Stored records
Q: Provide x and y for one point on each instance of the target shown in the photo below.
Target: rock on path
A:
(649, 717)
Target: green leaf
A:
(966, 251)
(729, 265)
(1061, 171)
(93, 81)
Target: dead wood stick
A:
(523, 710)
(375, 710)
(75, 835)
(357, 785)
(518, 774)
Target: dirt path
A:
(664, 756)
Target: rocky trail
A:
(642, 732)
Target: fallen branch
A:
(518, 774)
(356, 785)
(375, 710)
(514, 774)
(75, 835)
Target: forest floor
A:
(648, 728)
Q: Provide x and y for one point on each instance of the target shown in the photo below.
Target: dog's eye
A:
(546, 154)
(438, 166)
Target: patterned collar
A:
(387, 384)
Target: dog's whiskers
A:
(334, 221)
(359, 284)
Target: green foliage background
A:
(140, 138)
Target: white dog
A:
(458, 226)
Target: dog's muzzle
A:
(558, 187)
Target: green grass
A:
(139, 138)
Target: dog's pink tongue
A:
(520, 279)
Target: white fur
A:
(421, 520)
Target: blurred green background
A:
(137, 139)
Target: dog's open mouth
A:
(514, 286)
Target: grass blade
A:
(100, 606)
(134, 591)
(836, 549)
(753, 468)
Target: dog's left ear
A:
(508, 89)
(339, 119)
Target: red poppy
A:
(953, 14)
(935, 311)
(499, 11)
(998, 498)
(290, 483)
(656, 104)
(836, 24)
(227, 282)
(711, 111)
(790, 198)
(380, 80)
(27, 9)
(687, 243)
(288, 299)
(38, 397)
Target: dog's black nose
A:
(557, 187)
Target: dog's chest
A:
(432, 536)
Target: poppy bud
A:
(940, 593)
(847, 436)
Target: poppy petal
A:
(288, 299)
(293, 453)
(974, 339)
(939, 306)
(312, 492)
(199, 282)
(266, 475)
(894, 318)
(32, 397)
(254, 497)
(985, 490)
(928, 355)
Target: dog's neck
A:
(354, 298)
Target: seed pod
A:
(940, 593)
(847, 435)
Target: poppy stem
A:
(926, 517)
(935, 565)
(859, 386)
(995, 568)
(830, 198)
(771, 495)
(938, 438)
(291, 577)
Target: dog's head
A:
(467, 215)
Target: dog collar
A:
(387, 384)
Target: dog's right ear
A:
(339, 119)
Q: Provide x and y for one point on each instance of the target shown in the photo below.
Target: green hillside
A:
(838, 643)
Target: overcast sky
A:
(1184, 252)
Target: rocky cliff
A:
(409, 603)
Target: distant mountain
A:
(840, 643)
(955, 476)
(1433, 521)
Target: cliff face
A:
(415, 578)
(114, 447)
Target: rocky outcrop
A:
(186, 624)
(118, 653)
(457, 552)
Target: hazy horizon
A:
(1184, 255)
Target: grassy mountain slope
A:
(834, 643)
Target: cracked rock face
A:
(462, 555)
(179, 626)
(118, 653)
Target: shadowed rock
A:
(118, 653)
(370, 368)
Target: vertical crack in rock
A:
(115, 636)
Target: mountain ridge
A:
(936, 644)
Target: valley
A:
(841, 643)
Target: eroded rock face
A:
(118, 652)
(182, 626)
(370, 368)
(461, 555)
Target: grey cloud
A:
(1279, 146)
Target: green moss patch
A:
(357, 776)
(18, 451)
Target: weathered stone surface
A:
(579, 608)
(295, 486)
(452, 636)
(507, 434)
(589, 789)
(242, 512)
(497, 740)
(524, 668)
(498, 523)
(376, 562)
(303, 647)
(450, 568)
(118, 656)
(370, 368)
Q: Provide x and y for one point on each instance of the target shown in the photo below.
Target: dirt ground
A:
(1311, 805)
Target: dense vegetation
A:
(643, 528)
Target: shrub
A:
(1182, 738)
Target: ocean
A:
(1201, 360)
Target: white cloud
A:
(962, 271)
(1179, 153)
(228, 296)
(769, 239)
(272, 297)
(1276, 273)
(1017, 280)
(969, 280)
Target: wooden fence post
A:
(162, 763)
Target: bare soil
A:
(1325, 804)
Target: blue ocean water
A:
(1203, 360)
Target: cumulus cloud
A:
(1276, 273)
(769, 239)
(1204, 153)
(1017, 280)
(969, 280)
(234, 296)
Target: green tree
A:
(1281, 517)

**Exercise description:**
Starting at the line in the rows that contains "Target: valley" and ending at the last line of the rows, write out every line again, not only the points. Shift each point by adding 128 to both its x and y coordinates.

**Reply:**
Target: valley
A:
(969, 771)
Target: eroded rock face
A:
(246, 780)
(310, 754)
(498, 496)
(589, 683)
Target: grey cloud
A:
(1407, 274)
Target: green moss patch
A:
(485, 904)
(146, 579)
Target: weathered stone surface
A:
(707, 736)
(423, 614)
(580, 764)
(635, 562)
(717, 917)
(370, 640)
(625, 868)
(652, 796)
(626, 651)
(504, 690)
(431, 775)
(578, 696)
(246, 784)
(498, 496)
Q: Provide x and y for one point on each instance of the target shown in the photo below.
Target: dirt ground
A:
(1439, 933)
Target: dense vegetation
A:
(771, 656)
Target: shrub
A:
(1310, 866)
Target: ocean
A:
(1329, 488)
Target: white cloud
A:
(1090, 399)
(1307, 281)
(356, 424)
(897, 367)
(400, 425)
(1404, 401)
(1145, 408)
(1097, 408)
Target: wooden fence post
A:
(290, 891)
Target: bare soil
A:
(1453, 932)
Target: blue ocean water
A:
(1331, 488)
Target: cumulus cloud
A:
(1404, 401)
(897, 367)
(1332, 281)
(1145, 408)
(1097, 408)
(362, 424)
Target: green tree
A:
(1409, 645)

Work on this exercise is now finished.